*Task goal:*
Rewrite the lines of the listing below from the one holding "For quality assurance, re-label every corrugated metal panel" through the one holding "857 358 908 504", inclusive, keeping the request text, and offset every bounding-box coordinate in the answers by adding 59. Output those lines only.

*Material:*
>> Begin

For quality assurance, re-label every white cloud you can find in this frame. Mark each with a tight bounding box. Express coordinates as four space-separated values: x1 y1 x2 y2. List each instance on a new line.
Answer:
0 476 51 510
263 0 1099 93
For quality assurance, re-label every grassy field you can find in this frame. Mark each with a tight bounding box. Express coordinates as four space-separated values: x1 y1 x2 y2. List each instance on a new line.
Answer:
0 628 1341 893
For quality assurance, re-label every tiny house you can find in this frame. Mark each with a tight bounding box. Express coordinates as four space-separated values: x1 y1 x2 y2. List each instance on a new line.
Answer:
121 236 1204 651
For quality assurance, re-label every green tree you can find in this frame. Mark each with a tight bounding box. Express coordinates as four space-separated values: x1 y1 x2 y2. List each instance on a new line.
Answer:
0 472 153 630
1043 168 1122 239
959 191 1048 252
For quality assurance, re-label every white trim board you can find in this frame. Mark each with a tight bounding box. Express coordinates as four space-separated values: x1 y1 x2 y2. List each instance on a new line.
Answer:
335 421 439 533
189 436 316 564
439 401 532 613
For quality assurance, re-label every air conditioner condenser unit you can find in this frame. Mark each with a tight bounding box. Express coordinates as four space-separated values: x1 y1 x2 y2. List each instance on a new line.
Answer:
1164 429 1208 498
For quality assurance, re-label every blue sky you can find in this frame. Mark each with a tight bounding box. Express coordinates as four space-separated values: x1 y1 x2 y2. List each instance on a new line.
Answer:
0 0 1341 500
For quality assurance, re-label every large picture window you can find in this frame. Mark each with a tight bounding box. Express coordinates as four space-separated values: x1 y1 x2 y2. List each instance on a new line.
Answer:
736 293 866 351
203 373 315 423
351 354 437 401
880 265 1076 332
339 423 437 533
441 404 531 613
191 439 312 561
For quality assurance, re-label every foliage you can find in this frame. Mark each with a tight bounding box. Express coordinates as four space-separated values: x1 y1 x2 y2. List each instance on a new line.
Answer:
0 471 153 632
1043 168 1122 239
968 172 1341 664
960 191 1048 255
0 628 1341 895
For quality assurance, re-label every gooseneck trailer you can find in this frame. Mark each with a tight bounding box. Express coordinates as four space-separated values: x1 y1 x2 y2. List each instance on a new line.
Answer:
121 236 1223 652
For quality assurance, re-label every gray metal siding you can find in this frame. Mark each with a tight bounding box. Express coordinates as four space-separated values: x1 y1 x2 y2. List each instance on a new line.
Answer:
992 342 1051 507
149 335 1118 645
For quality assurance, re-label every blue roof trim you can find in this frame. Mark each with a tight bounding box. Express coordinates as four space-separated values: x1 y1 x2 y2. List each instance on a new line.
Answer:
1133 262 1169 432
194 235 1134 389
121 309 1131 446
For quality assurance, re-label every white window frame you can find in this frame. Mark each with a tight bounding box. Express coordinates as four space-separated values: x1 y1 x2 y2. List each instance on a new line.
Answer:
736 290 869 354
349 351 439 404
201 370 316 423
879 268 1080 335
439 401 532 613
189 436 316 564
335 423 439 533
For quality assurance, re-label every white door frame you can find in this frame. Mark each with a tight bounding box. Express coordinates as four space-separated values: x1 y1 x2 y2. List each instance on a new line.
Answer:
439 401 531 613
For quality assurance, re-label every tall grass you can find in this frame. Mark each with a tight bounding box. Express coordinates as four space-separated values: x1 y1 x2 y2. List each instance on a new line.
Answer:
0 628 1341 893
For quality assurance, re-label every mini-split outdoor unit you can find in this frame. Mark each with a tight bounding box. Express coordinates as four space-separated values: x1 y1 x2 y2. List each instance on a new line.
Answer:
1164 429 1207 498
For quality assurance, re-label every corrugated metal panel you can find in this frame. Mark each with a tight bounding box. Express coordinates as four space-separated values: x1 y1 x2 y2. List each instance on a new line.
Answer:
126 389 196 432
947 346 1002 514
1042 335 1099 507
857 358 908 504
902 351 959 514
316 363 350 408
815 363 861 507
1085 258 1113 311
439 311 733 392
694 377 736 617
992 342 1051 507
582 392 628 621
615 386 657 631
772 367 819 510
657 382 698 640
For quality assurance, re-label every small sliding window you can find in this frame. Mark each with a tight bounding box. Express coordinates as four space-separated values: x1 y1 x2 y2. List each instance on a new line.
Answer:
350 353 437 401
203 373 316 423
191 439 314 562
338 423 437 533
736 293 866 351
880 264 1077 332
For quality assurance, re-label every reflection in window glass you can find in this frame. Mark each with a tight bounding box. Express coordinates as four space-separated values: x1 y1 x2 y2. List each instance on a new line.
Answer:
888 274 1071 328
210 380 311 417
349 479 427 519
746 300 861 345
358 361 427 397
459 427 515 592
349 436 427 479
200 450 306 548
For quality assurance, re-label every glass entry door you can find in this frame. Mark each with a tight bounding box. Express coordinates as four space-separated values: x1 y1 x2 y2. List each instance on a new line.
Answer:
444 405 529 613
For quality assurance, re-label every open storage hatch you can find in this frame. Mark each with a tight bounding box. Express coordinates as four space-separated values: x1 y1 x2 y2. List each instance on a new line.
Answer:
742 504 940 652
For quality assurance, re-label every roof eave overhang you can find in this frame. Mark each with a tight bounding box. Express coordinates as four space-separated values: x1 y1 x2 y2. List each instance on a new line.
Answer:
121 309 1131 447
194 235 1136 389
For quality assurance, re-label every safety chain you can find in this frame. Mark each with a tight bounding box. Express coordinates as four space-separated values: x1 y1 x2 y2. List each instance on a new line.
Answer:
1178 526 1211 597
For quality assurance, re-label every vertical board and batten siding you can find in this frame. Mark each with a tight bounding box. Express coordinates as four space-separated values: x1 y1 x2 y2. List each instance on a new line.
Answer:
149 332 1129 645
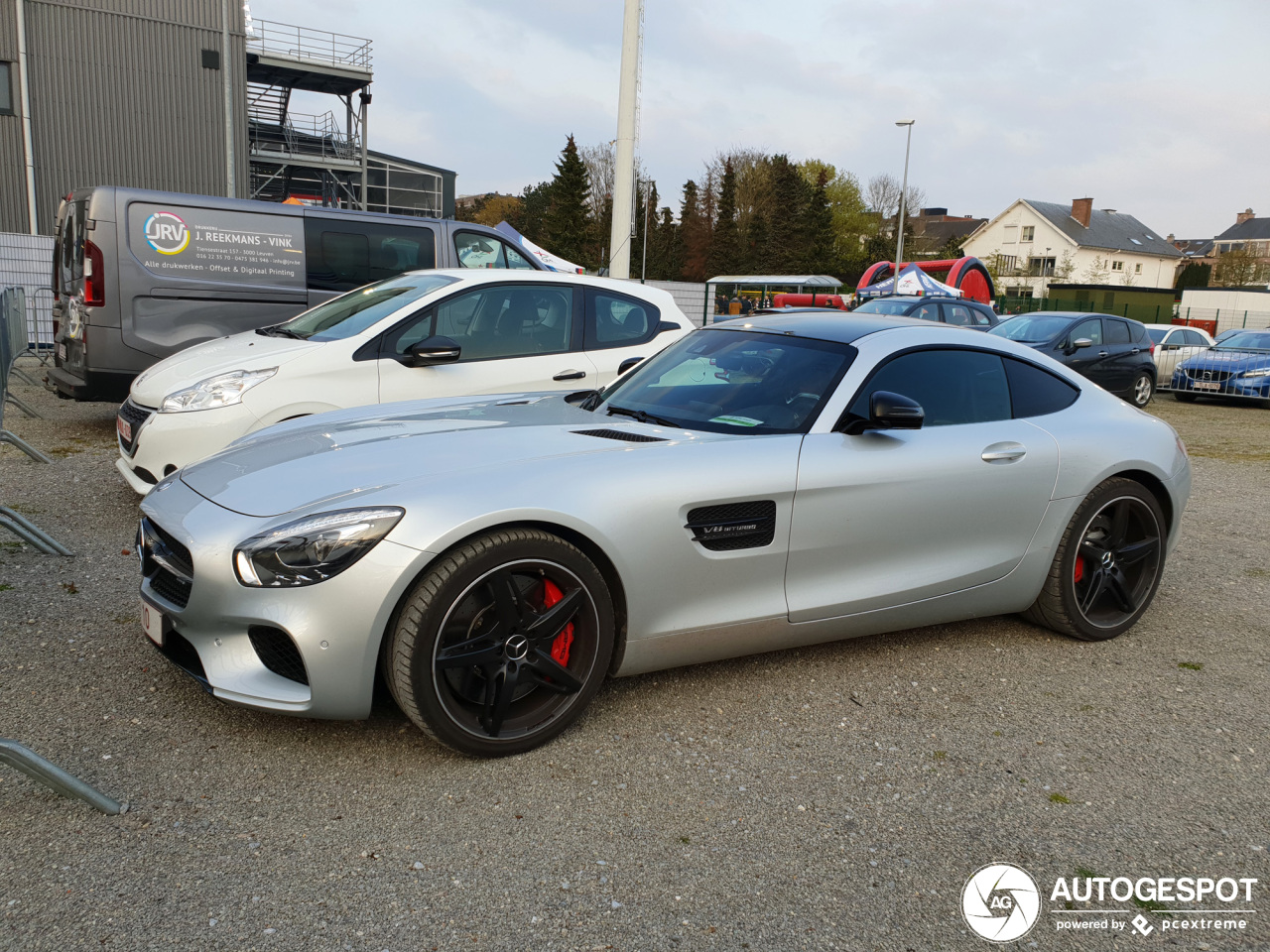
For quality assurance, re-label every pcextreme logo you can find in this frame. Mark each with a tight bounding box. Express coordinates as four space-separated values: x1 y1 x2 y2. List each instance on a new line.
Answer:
145 212 190 255
961 863 1040 942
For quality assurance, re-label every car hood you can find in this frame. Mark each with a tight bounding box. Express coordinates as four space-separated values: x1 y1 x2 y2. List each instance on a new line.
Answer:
130 331 322 408
1179 350 1270 373
181 394 726 517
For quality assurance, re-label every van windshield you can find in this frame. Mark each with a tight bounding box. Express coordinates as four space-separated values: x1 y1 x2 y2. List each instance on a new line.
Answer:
270 274 458 340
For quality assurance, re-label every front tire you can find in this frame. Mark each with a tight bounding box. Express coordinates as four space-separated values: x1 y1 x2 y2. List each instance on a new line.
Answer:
385 528 615 757
1024 477 1167 641
1129 371 1156 408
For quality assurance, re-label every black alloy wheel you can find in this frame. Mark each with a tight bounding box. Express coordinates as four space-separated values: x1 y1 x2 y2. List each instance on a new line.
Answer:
1025 477 1167 641
386 530 613 757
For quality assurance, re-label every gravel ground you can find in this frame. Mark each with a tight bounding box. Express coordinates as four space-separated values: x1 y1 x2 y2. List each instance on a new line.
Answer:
0 370 1270 952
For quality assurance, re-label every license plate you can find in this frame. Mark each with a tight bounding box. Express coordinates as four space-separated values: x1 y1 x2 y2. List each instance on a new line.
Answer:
141 599 163 648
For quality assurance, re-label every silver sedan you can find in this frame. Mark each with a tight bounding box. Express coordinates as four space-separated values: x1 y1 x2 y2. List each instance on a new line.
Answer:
139 313 1190 756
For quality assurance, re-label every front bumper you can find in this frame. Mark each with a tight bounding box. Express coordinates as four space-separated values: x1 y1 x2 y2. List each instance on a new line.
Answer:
114 404 260 495
137 479 432 720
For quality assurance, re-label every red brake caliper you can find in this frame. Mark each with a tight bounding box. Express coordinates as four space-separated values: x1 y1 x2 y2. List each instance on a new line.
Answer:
543 579 572 667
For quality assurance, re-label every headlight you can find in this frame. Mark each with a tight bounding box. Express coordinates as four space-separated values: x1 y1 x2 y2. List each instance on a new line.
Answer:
234 507 405 588
159 367 278 414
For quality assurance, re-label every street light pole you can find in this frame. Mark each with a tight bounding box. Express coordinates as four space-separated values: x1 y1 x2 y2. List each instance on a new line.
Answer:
895 119 917 291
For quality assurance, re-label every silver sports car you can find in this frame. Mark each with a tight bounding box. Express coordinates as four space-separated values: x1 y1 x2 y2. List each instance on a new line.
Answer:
139 313 1190 756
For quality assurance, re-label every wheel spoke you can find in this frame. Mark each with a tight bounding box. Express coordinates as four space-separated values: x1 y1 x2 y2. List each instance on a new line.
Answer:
1080 568 1107 617
526 649 581 694
437 635 502 670
1115 536 1160 565
525 589 583 645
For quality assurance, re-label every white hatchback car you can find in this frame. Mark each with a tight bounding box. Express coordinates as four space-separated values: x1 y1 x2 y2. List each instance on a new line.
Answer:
115 271 693 494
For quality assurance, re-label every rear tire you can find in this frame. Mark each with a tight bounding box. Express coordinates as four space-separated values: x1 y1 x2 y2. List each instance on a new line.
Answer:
1024 477 1167 641
384 528 616 757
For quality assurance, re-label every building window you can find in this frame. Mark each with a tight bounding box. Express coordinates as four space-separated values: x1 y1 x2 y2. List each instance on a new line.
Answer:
0 62 14 115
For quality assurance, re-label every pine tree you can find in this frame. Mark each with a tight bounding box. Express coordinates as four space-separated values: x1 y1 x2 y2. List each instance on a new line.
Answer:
544 136 588 268
706 159 742 277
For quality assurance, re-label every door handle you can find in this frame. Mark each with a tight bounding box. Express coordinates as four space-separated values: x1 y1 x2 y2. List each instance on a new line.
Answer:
979 443 1028 463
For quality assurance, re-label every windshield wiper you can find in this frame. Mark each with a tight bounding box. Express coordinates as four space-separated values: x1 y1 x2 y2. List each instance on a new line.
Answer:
608 405 681 429
255 323 309 340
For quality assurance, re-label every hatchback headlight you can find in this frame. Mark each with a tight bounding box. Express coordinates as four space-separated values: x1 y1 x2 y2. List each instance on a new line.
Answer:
159 367 278 414
234 507 405 588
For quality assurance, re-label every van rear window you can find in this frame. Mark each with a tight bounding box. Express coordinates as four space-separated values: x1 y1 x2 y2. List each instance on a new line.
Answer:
305 214 437 291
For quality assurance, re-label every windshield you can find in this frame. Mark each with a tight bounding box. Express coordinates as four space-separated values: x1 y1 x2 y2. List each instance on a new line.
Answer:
856 299 913 317
1212 331 1270 350
278 274 458 340
599 330 856 434
988 313 1072 344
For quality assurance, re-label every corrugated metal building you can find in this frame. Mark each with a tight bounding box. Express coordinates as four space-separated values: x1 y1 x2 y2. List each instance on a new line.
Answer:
0 0 248 235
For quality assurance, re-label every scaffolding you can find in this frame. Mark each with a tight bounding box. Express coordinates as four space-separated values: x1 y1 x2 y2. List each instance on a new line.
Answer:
246 20 373 209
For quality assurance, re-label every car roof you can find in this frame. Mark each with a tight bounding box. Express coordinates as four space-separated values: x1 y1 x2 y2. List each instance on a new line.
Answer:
706 307 961 344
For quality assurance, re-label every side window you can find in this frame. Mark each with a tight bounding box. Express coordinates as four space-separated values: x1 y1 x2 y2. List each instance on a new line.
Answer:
427 285 572 362
1102 321 1129 344
305 216 437 291
1067 317 1102 346
1004 357 1080 418
851 349 1011 426
586 291 662 350
454 231 507 268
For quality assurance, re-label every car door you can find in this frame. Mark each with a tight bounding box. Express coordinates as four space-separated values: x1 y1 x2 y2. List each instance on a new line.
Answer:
378 283 597 403
585 289 662 386
785 348 1058 622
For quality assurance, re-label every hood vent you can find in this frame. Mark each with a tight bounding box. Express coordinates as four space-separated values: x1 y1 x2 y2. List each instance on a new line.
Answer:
572 430 667 443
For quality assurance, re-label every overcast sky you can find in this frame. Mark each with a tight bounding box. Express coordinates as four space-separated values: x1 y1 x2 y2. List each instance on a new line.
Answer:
260 0 1270 237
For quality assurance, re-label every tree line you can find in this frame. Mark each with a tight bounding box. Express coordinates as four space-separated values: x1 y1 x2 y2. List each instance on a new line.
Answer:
457 136 926 285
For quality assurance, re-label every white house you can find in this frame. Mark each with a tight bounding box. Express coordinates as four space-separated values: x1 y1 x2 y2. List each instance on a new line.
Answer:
961 198 1183 298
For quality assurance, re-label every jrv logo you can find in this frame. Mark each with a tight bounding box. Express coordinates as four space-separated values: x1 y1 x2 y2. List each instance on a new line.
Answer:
961 863 1040 942
145 212 190 255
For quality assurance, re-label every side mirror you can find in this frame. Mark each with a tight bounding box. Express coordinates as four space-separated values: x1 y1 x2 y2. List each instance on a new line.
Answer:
409 336 462 367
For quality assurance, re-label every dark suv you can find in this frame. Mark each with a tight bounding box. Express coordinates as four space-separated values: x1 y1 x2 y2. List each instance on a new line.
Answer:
852 295 1001 330
989 311 1156 407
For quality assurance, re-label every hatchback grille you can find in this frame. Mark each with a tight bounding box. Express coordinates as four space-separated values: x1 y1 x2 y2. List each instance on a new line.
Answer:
118 398 155 456
574 430 666 443
246 625 309 684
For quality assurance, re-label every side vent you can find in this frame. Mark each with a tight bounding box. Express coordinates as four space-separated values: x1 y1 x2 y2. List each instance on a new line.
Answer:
572 430 667 443
684 499 776 552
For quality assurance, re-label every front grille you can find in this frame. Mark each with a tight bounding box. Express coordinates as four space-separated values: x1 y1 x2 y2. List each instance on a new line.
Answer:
685 499 776 552
246 625 309 684
119 398 155 456
574 430 666 443
149 566 193 608
1187 367 1234 384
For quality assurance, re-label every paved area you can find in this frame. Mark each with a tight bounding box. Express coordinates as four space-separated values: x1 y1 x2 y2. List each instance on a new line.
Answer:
0 368 1270 952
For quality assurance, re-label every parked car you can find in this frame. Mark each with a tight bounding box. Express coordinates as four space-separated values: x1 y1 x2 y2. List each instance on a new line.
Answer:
49 186 540 400
115 269 693 493
139 312 1190 757
988 311 1156 407
852 296 1001 330
1172 330 1270 407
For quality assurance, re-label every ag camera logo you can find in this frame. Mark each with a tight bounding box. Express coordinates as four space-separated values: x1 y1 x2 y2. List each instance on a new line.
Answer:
145 212 190 255
961 863 1040 942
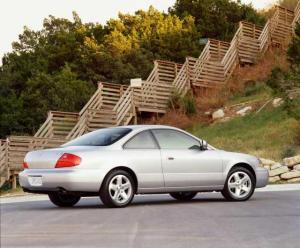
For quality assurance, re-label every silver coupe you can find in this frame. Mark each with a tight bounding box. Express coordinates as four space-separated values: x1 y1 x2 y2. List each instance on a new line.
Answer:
19 125 268 207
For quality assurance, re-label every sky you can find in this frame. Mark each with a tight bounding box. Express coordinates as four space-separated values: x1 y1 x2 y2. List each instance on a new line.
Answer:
0 0 275 61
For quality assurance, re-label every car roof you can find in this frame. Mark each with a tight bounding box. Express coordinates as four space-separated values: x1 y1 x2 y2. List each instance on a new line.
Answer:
116 125 178 130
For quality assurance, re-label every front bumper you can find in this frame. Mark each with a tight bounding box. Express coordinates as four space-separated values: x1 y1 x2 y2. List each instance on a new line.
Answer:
256 167 269 188
19 169 104 193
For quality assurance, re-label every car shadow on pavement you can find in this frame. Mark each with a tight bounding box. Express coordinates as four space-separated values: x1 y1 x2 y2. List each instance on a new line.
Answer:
1 194 260 211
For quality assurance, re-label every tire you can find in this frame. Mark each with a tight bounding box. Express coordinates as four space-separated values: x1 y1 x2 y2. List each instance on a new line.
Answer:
221 167 255 201
170 192 197 201
48 192 80 207
100 170 136 208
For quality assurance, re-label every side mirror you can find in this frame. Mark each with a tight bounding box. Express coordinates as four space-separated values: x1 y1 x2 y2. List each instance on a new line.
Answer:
200 140 207 151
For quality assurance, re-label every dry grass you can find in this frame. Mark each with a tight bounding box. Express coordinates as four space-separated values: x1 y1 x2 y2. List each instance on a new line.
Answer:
150 48 289 128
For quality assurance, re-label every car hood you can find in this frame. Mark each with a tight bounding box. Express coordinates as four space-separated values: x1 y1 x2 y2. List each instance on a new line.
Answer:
219 150 259 166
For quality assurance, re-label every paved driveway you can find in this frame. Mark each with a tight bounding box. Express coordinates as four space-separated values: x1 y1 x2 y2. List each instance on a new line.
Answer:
1 191 300 248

>> End

*Task solution:*
For quality assurance, re-label every corrugated metal panel you can find in this frame. Mark each with a tight bounding box. Express coordinates as four space-separated values: x1 y1 x2 y2. List each instance on a new line.
Answer:
185 448 255 491
1006 405 1061 573
1101 394 1158 566
916 417 967 563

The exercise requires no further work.